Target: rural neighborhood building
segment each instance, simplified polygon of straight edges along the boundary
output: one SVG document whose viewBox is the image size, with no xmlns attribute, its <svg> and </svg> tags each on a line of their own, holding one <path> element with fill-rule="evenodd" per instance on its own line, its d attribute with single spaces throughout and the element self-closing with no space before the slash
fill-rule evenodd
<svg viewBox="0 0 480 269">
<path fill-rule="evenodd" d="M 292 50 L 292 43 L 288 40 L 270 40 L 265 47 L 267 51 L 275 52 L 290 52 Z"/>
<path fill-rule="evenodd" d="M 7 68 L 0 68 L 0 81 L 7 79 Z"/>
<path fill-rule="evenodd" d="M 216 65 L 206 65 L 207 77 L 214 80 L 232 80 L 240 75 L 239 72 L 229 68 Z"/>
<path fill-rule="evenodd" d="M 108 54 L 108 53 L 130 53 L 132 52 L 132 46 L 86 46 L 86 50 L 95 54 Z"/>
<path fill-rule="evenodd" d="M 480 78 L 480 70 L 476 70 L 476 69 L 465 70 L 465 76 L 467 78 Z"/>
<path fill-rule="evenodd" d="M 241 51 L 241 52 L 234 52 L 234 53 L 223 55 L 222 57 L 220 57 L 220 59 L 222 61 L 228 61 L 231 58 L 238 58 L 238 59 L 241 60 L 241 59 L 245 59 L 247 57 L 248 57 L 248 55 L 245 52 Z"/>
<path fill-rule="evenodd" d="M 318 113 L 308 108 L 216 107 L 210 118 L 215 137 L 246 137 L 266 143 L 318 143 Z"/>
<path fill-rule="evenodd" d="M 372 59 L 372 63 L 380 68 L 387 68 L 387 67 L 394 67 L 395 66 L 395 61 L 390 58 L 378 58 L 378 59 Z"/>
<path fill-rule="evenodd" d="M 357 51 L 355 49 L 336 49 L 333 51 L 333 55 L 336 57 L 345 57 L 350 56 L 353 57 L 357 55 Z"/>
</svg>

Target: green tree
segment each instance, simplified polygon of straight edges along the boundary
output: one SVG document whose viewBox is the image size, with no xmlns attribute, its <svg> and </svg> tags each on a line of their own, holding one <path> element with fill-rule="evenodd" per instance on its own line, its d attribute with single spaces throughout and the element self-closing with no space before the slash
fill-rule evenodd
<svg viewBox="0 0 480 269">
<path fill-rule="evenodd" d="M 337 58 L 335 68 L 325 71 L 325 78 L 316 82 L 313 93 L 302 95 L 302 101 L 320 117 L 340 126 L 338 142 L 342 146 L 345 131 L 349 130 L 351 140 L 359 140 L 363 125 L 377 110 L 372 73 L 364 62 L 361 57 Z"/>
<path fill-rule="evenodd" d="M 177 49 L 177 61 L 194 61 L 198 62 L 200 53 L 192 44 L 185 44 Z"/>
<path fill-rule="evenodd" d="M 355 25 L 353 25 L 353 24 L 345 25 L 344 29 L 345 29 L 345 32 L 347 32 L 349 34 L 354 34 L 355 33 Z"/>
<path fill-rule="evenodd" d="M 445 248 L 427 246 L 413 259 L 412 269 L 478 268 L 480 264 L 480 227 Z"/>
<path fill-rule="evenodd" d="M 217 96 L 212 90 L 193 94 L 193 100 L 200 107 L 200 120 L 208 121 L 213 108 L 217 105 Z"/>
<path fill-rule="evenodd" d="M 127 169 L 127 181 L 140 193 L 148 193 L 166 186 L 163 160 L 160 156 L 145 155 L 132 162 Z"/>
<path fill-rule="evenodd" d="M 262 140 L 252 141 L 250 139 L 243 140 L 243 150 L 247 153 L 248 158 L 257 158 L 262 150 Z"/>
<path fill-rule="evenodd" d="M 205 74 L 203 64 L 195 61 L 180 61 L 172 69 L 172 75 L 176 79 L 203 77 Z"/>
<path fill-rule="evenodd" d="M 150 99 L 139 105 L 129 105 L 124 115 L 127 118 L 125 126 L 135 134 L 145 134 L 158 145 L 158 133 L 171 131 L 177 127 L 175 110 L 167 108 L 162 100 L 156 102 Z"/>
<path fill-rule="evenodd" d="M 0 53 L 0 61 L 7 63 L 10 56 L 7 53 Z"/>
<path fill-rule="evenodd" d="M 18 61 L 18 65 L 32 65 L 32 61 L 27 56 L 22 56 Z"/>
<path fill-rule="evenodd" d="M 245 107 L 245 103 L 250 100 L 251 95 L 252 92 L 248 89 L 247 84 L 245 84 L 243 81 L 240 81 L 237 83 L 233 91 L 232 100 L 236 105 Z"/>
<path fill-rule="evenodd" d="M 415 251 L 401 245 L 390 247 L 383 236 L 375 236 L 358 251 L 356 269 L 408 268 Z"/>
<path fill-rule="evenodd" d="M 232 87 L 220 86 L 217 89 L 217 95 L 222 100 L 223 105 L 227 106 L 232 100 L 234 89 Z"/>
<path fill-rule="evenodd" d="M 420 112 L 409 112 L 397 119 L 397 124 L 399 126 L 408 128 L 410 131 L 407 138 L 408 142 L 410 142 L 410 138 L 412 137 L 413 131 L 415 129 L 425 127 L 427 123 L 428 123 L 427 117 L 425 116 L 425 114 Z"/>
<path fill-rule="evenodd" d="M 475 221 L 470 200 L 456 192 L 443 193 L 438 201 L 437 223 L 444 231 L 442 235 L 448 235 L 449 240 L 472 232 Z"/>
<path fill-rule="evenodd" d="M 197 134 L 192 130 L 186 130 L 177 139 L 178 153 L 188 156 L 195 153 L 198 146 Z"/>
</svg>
───
--- Task to carry out ---
Please output the entire listing exactly as it stands.

--- Problem solution ---
Target: rural neighborhood building
segment each instance, simplified polygon of straight edges along the boundary
output: one SVG document whose viewBox is the image size, with no xmlns attribute, its <svg> and </svg> tags each on a line of their own, holding one <path> element with fill-rule="evenodd" per instance on its own line, its d attribute with single spaces throughout and the element self-closing with no space before the slash
fill-rule evenodd
<svg viewBox="0 0 480 269">
<path fill-rule="evenodd" d="M 292 50 L 292 43 L 288 40 L 270 40 L 265 47 L 267 51 L 275 52 L 290 52 Z"/>
<path fill-rule="evenodd" d="M 7 68 L 0 68 L 0 81 L 7 79 Z"/>
<path fill-rule="evenodd" d="M 216 65 L 206 65 L 207 77 L 214 80 L 232 80 L 240 75 L 239 72 L 229 68 Z"/>
<path fill-rule="evenodd" d="M 108 54 L 108 53 L 130 53 L 132 52 L 132 46 L 86 46 L 86 50 L 95 54 Z"/>
<path fill-rule="evenodd" d="M 480 78 L 480 70 L 476 70 L 476 69 L 465 70 L 465 76 L 467 78 Z"/>
<path fill-rule="evenodd" d="M 241 51 L 241 52 L 234 52 L 234 53 L 223 55 L 222 57 L 220 57 L 220 59 L 222 61 L 228 61 L 231 58 L 238 58 L 238 59 L 241 60 L 241 59 L 245 59 L 247 57 L 248 57 L 248 55 L 245 52 Z"/>
<path fill-rule="evenodd" d="M 318 113 L 308 108 L 216 107 L 210 118 L 215 137 L 246 137 L 266 143 L 318 143 Z"/>
<path fill-rule="evenodd" d="M 372 59 L 372 63 L 380 68 L 387 68 L 387 67 L 394 67 L 395 66 L 395 61 L 390 58 L 378 58 L 378 59 Z"/>
<path fill-rule="evenodd" d="M 357 51 L 355 49 L 336 49 L 333 51 L 333 55 L 336 57 L 345 57 L 350 56 L 353 57 L 357 55 Z"/>
</svg>

Target: green tree
segment each instance, simplified polygon of straight edges along the boundary
output: one SVG document whose viewBox is the image size, with no xmlns attribute, its <svg> and </svg> tags each on a line of their own, holding one <path> element with fill-rule="evenodd" per instance on its own line, its d attribute with single spaces throughout and the element self-closing with no space before the slash
fill-rule evenodd
<svg viewBox="0 0 480 269">
<path fill-rule="evenodd" d="M 337 58 L 335 68 L 325 71 L 325 78 L 316 82 L 313 93 L 302 95 L 302 101 L 320 117 L 340 126 L 338 142 L 342 146 L 345 131 L 349 130 L 351 140 L 359 140 L 363 125 L 377 110 L 372 73 L 364 62 L 361 57 Z"/>
<path fill-rule="evenodd" d="M 177 49 L 177 61 L 194 61 L 198 62 L 200 53 L 192 44 L 185 44 Z"/>
<path fill-rule="evenodd" d="M 355 25 L 353 25 L 353 24 L 345 25 L 344 29 L 345 29 L 345 32 L 347 32 L 349 34 L 354 34 L 355 33 Z"/>
<path fill-rule="evenodd" d="M 445 248 L 427 246 L 413 259 L 412 269 L 478 268 L 480 264 L 480 227 Z"/>
<path fill-rule="evenodd" d="M 217 96 L 212 90 L 193 94 L 193 100 L 200 107 L 200 120 L 208 121 L 213 108 L 217 105 Z"/>
<path fill-rule="evenodd" d="M 127 169 L 127 181 L 140 193 L 148 193 L 166 186 L 163 160 L 160 156 L 145 155 L 132 162 Z"/>
<path fill-rule="evenodd" d="M 262 140 L 252 141 L 250 139 L 243 140 L 243 150 L 247 153 L 248 158 L 257 158 L 262 150 Z"/>
<path fill-rule="evenodd" d="M 205 74 L 203 64 L 195 61 L 180 61 L 172 69 L 172 75 L 176 79 L 203 77 Z"/>
<path fill-rule="evenodd" d="M 150 99 L 139 105 L 129 105 L 124 115 L 127 118 L 125 126 L 135 134 L 145 134 L 158 145 L 158 133 L 171 131 L 177 127 L 175 110 L 167 108 L 162 100 L 156 102 Z"/>
<path fill-rule="evenodd" d="M 0 53 L 0 61 L 7 63 L 10 56 L 7 53 Z"/>
<path fill-rule="evenodd" d="M 18 61 L 18 65 L 32 65 L 32 61 L 27 56 L 22 56 Z"/>
<path fill-rule="evenodd" d="M 245 107 L 245 103 L 250 100 L 251 95 L 252 92 L 248 89 L 247 84 L 245 84 L 243 81 L 240 81 L 237 83 L 233 91 L 232 100 L 236 105 Z"/>
<path fill-rule="evenodd" d="M 415 251 L 401 245 L 390 247 L 383 236 L 375 236 L 358 251 L 356 269 L 408 268 Z"/>
<path fill-rule="evenodd" d="M 232 87 L 220 86 L 217 89 L 217 95 L 222 100 L 223 105 L 227 106 L 232 100 L 234 89 Z"/>
<path fill-rule="evenodd" d="M 420 112 L 409 112 L 397 119 L 397 124 L 399 126 L 408 128 L 410 131 L 407 138 L 408 142 L 410 142 L 410 138 L 412 137 L 413 131 L 415 129 L 425 127 L 427 123 L 428 123 L 427 117 L 425 116 L 425 114 Z"/>
<path fill-rule="evenodd" d="M 475 221 L 470 200 L 456 192 L 443 193 L 438 201 L 437 223 L 444 231 L 442 235 L 448 235 L 449 240 L 472 232 Z"/>
<path fill-rule="evenodd" d="M 197 134 L 192 130 L 186 130 L 177 139 L 178 153 L 188 156 L 195 153 L 198 146 Z"/>
</svg>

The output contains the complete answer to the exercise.